Message ID | alpine.LNX.2.20.1605282232330.2043@monopod.intra.ispras.ru |
---|---|
State | New |
Headers | show |
On Sat, 28 May 2016, Alexander Monakov wrote: > For unsigned A, B, 'A > -1 / B' is a nice predicate for checking whether 'A*B' > overflows (or 'B && A > -1 / B' if B may be zero). Let's optimize it to an > invocation of __builtin_mul_overflow to avoid the divide operation. Hmm, that division by zero thing is a good point. I may be confusing with dereferencing a null pointer, but I believe that some languages catch the corresponding signal, so by removing that division you would be changing the behavior. I wish we had a -fno-divisions-by-zero or equivalent, but otherwise this may require an extra check like tree_expr_nonzero_p, although we are quite inconsistent about this (we don't simplify x/x to 1, but we do simplify 0%x to 0 if x is not (yet) known to be the constant 0). We'll see what the reviewers think... Any plan on optimizing the 'B && ovf' form?
On Sat, 28 May 2016, Alexander Monakov wrote: > For unsigned A, B, 'A > -1 / B' is a nice predicate for checking whether 'A*B' > overflows (or 'B && A > -1 / B' if B may be zero). Let's optimize it to an > invocation of __builtin_mul_overflow to avoid the divide operation. I forgot to ask earlier: what does this give for modes / platforms where umulv4 does not have a specific implementation? Is the generic implementation worse than A>-1/B, in which case we may want to check optab_handler before doing the transformation? Or is it always at least as good? (I didn't ask because I was assuming the latter, but I am not 100% certain)

^^^^

**WRITTEN REQUEST 1:** According to the overflow-check thread, what operation does the proposed optimization replace 'A > -1 / B' with?
**WRITTEN REQUEST 2:** Echo the records below word for word, starting at the line that contains "house window and record the coordinates." and ending at the line that contains "front bumper and record the coordinates.", with both of those lines included.

^^^^

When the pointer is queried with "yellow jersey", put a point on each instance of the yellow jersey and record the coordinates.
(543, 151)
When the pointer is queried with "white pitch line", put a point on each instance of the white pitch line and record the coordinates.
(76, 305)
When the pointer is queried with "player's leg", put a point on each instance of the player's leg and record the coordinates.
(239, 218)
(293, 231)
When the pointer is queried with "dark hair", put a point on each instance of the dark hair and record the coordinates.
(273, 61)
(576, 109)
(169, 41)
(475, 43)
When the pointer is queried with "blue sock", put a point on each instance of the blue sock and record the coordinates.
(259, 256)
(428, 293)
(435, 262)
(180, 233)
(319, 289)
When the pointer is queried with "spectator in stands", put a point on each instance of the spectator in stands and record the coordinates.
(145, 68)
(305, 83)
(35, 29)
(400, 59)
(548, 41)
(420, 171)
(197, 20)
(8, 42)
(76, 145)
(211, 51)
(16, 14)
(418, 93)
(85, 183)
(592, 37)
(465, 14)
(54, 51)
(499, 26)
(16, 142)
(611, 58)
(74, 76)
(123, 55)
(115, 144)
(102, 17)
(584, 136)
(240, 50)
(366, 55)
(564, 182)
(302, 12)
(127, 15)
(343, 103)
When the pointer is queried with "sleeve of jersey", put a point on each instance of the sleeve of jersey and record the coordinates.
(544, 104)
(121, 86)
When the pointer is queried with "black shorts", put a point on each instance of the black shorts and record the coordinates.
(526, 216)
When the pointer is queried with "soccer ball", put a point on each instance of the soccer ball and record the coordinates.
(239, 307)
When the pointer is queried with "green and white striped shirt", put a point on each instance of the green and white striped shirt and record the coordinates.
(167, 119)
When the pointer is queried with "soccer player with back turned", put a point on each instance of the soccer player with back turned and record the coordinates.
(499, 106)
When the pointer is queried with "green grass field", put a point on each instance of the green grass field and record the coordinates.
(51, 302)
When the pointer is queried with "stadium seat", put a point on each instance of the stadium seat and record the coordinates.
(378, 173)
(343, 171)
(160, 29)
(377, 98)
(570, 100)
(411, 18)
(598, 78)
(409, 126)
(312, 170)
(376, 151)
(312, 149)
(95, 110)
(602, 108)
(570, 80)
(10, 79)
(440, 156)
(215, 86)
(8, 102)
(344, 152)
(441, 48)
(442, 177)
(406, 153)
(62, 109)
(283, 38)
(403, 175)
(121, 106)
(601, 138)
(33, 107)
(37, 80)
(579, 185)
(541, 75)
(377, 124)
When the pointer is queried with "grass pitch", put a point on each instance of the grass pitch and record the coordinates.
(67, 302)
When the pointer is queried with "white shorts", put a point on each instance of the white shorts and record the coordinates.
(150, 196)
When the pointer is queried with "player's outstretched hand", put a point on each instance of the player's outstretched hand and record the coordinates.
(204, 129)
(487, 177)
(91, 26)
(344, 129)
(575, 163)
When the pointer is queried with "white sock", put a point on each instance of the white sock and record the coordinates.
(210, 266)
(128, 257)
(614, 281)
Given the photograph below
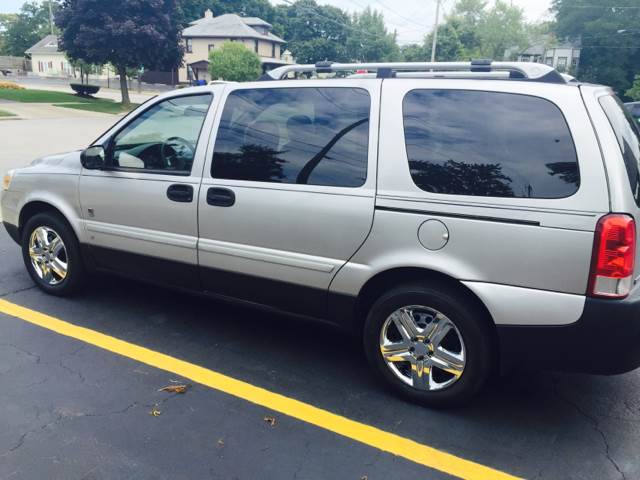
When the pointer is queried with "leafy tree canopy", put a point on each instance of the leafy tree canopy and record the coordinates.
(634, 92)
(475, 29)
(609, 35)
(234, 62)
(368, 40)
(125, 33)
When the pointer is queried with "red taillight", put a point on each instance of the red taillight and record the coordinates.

^^^^

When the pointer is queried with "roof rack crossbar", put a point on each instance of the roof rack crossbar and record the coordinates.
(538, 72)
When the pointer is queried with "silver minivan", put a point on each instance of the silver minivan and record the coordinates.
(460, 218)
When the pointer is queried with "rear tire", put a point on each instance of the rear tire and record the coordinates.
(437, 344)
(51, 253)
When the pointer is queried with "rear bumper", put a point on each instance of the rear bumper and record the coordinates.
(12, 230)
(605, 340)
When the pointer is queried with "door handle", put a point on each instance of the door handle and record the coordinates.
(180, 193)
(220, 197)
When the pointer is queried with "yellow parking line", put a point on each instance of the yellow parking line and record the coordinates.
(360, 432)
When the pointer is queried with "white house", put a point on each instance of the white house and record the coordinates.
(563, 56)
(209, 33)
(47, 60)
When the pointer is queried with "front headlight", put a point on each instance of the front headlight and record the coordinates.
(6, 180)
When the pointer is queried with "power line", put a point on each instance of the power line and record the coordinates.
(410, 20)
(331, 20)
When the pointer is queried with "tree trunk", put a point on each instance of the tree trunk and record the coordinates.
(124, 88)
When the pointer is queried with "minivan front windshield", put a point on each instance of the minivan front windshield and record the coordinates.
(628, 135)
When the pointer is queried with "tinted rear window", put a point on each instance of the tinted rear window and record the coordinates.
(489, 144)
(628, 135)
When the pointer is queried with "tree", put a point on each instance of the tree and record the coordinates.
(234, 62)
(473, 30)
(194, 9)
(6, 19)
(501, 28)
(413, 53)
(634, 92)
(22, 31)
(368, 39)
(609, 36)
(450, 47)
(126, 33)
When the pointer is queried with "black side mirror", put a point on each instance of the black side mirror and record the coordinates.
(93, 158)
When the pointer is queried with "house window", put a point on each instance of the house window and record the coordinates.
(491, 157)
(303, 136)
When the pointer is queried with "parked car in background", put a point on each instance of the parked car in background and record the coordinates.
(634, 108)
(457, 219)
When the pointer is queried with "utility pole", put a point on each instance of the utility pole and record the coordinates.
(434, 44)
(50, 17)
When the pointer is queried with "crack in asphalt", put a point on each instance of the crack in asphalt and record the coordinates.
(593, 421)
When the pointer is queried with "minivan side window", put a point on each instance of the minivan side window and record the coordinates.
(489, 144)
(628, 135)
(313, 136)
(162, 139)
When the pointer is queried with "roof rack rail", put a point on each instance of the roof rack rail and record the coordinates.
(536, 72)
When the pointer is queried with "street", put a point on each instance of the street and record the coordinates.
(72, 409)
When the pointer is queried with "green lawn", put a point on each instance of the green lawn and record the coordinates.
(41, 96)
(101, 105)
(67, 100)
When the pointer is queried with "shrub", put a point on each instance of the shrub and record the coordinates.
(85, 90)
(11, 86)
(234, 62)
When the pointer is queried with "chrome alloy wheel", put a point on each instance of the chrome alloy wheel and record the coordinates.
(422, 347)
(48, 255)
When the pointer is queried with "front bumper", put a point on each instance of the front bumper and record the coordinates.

^^^^

**FULL SOLUTION 1:** An invocation of __builtin_mul_overflow, which avoids the divide operation.

**FULL SOLUTION 2:**
When the pointer is queried with "house window", put a point on each instance of the house window and record the coordinates.
(491, 157)
(303, 136)
When the pointer is queried with "parked car in background", put a point on each instance of the parked car in background and record the coordinates.
(634, 108)
(457, 219)
When the pointer is queried with "utility pole", put a point on each instance of the utility pole and record the coordinates.
(434, 44)
(50, 17)
When the pointer is queried with "crack in asphalt", put a point on each instance of the crack in asphalt and record the coordinates.
(593, 421)
When the pointer is queried with "minivan side window", put a point on each instance of the minivan side window and record the coordinates.
(489, 144)
(628, 135)
(313, 136)
(162, 139)
When the pointer is queried with "roof rack rail", put a point on each instance of the roof rack rail and record the coordinates.
(536, 72)
When the pointer is queried with "street", put a point on each instance of the street and record the coordinates.
(72, 409)
When the pointer is queried with "green lawn", put a point on each instance of the green lawn and record the coordinates.
(41, 96)
(101, 105)
(67, 100)
When the pointer is queried with "shrub", put a point on each instance of the shrub and record the coordinates.
(85, 90)
(11, 86)
(234, 62)
When the pointer is queried with "chrome alloy wheel", put a point on each instance of the chrome alloy wheel and record the coordinates.
(422, 347)
(48, 255)
When the pointer is queried with "front bumper", put a point on each instance of the front bumper and record the coordinates.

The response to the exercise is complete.